### Do this
Decide whether each statement agrees with the passage below on Alev Ebüzziya Siesbye's ceramics. Answer yes or no for each, and quote the words from the passage that settle it.
1. The artist drew inspiration from the cultures of Mesopotamia, Egypt, and Anatolia.
2. Her bowls are described as thick-walled.
3. The bowls invite the viewer to contemplate the silence of the space held within.

In conjunction, Siesbye’s ceramic works culminate her great skill and dexterity, while remaining in concentrated dialogue with clay, satiating weightlessness through the experience. Over the years, “she has perfected an intense dialogue with material, through ritual mastery of gesture. Rigour, repetition, and patience are marks of quality for this artist, who from the beginning, found inspiration in the cultures of Mesopotamia, Egypt, and Anatolia,” the Fondation conveys.
In conversation with clay, the artist spotlights the vitality and significance of water as a basis for erecting earth, just as it is in architecture, “Alev Ebüzziya Siesbye’s ceramics are curvaceous, thin-walled, wide-rimmed bowls that invite the viewer to contemplate the silence of the space held within,” they explain. A certain latency empowers and is embodied within each bowl, demonstrating “a paradoxical stance between grounded equilibrium and ethereal ascension,” they continue.

### Data provided
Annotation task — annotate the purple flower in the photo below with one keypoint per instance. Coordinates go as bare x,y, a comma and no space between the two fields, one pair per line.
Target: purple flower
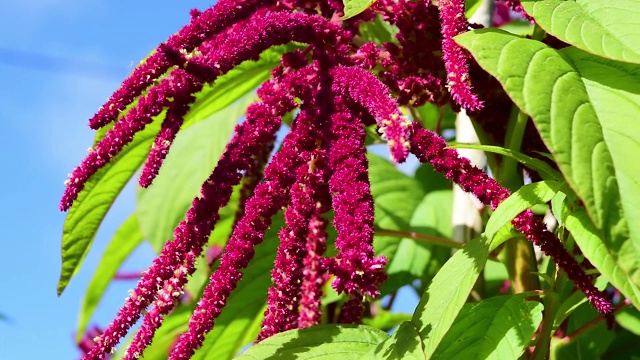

### Final result
1. Yes: "who from the beginning, found inspiration in the cultures of Mesopotamia, Egypt, and Anatolia"
2. No: "curvaceous, thin-walled, wide-rimmed bowls"
3. Yes: "invite the viewer to contemplate the silence of the space held within"